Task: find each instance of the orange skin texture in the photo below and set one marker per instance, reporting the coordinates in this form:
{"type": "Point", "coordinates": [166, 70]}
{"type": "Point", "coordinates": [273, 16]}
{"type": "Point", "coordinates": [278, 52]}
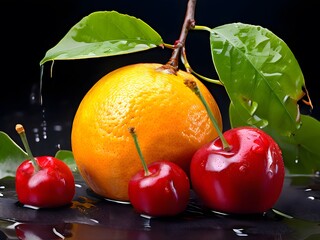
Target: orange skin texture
{"type": "Point", "coordinates": [170, 121]}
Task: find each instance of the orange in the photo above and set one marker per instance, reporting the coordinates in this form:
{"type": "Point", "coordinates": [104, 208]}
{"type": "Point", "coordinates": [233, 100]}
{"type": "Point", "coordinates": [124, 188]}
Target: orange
{"type": "Point", "coordinates": [170, 121]}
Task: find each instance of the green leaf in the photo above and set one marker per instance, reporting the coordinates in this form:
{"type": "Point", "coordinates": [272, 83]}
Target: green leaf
{"type": "Point", "coordinates": [11, 156]}
{"type": "Point", "coordinates": [67, 157]}
{"type": "Point", "coordinates": [104, 33]}
{"type": "Point", "coordinates": [261, 76]}
{"type": "Point", "coordinates": [264, 82]}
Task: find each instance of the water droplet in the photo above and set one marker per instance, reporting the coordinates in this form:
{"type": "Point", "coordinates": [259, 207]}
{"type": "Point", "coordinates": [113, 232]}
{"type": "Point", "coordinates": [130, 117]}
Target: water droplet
{"type": "Point", "coordinates": [239, 232]}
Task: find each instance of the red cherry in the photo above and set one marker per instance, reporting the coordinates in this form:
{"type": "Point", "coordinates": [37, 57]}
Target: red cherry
{"type": "Point", "coordinates": [161, 189]}
{"type": "Point", "coordinates": [245, 179]}
{"type": "Point", "coordinates": [163, 192]}
{"type": "Point", "coordinates": [51, 186]}
{"type": "Point", "coordinates": [44, 181]}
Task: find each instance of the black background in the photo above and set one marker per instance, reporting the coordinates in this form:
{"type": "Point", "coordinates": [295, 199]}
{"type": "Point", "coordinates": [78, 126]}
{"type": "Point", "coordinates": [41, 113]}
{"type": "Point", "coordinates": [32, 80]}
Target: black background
{"type": "Point", "coordinates": [30, 28]}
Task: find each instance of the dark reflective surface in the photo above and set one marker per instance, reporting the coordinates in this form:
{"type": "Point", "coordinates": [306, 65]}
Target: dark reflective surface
{"type": "Point", "coordinates": [89, 215]}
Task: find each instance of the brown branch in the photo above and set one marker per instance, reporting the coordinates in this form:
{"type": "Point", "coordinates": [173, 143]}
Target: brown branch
{"type": "Point", "coordinates": [173, 64]}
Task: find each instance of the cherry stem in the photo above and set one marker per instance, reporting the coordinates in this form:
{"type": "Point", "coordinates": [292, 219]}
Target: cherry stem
{"type": "Point", "coordinates": [136, 143]}
{"type": "Point", "coordinates": [22, 133]}
{"type": "Point", "coordinates": [188, 24]}
{"type": "Point", "coordinates": [194, 87]}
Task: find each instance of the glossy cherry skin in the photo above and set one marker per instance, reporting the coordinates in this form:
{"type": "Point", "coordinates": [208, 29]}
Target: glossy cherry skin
{"type": "Point", "coordinates": [164, 192]}
{"type": "Point", "coordinates": [52, 186]}
{"type": "Point", "coordinates": [248, 179]}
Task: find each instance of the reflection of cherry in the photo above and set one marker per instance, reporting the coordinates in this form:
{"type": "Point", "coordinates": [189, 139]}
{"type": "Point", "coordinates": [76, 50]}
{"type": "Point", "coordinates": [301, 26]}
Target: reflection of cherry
{"type": "Point", "coordinates": [161, 189]}
{"type": "Point", "coordinates": [27, 231]}
{"type": "Point", "coordinates": [43, 181]}
{"type": "Point", "coordinates": [241, 171]}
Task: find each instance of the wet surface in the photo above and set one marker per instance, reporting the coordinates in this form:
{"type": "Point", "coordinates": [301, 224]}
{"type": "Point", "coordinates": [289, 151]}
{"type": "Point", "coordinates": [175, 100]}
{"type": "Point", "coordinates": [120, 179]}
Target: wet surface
{"type": "Point", "coordinates": [295, 216]}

***

## Task requirements
Quote all of the data above verbatim, omitting the pictures.

## Exercise output
Task: find each instance of the orange skin texture in the photo below and set one marker per instance, reporting the coordinates in this form:
{"type": "Point", "coordinates": [166, 70]}
{"type": "Point", "coordinates": [273, 16]}
{"type": "Point", "coordinates": [278, 52]}
Target: orange skin texture
{"type": "Point", "coordinates": [170, 121]}
Task: find each instance of the orange in the photo above and set one marker per instance, reporting the coordinates in this form:
{"type": "Point", "coordinates": [104, 208]}
{"type": "Point", "coordinates": [233, 100]}
{"type": "Point", "coordinates": [124, 188]}
Target: orange
{"type": "Point", "coordinates": [170, 121]}
Task: find each instance of the green leaf in the photo above and set one marker per instance, reporting the coordinates in this form:
{"type": "Point", "coordinates": [272, 83]}
Target: green leaf
{"type": "Point", "coordinates": [11, 156]}
{"type": "Point", "coordinates": [67, 157]}
{"type": "Point", "coordinates": [104, 33]}
{"type": "Point", "coordinates": [261, 76]}
{"type": "Point", "coordinates": [264, 82]}
Task: find each instance of the water droplet in the photo above and set one marker per instance, reporting the coordinates in this form:
{"type": "Point", "coordinates": [259, 207]}
{"type": "Point", "coordinates": [113, 232]}
{"type": "Point", "coordinates": [130, 117]}
Target: water droplet
{"type": "Point", "coordinates": [239, 232]}
Task: find each instance of the red cherry in the photo above and set one marker per instance, reporting the coordinates in this form:
{"type": "Point", "coordinates": [37, 57]}
Target: red cherry
{"type": "Point", "coordinates": [161, 189]}
{"type": "Point", "coordinates": [245, 179]}
{"type": "Point", "coordinates": [163, 192]}
{"type": "Point", "coordinates": [51, 186]}
{"type": "Point", "coordinates": [44, 181]}
Task: find each instance of the black background in the photo above and set one marker per instance, reporting the coordinates in this form:
{"type": "Point", "coordinates": [295, 199]}
{"type": "Point", "coordinates": [78, 126]}
{"type": "Point", "coordinates": [41, 113]}
{"type": "Point", "coordinates": [32, 80]}
Target: black background
{"type": "Point", "coordinates": [30, 28]}
Task: find each instance of the dark reflective surface in the photo above and set one marker per instance, reporting the coordinates in this form:
{"type": "Point", "coordinates": [306, 65]}
Target: dark reflective surface
{"type": "Point", "coordinates": [89, 215]}
Task: find each instance of the brown branch in the photo above and set one marker per instance, reporting the coordinates in this form:
{"type": "Point", "coordinates": [173, 143]}
Target: brown branch
{"type": "Point", "coordinates": [173, 64]}
Task: find each instance of the cherry stem in the photo above and set one marker per instance, reporting the coordinates in this form:
{"type": "Point", "coordinates": [292, 219]}
Target: cherry stem
{"type": "Point", "coordinates": [136, 143]}
{"type": "Point", "coordinates": [22, 133]}
{"type": "Point", "coordinates": [188, 24]}
{"type": "Point", "coordinates": [194, 87]}
Task: find each instance of the glossy cherry skin in the photo above and set one marker per instance, reporting the coordinates in this form:
{"type": "Point", "coordinates": [208, 29]}
Target: glossy cherry skin
{"type": "Point", "coordinates": [164, 192]}
{"type": "Point", "coordinates": [52, 186]}
{"type": "Point", "coordinates": [248, 179]}
Task: find each instance of the reflection of cherry in the photo above and set one marker per instance, reporting the coordinates in this form:
{"type": "Point", "coordinates": [189, 139]}
{"type": "Point", "coordinates": [76, 50]}
{"type": "Point", "coordinates": [301, 26]}
Target: reflection of cherry
{"type": "Point", "coordinates": [161, 189]}
{"type": "Point", "coordinates": [27, 231]}
{"type": "Point", "coordinates": [43, 181]}
{"type": "Point", "coordinates": [241, 171]}
Task: find each instance of the wet surface in the photo above and set one marker per instance, reporting the coordinates in this form:
{"type": "Point", "coordinates": [301, 224]}
{"type": "Point", "coordinates": [289, 151]}
{"type": "Point", "coordinates": [175, 100]}
{"type": "Point", "coordinates": [120, 179]}
Target: wet surface
{"type": "Point", "coordinates": [295, 216]}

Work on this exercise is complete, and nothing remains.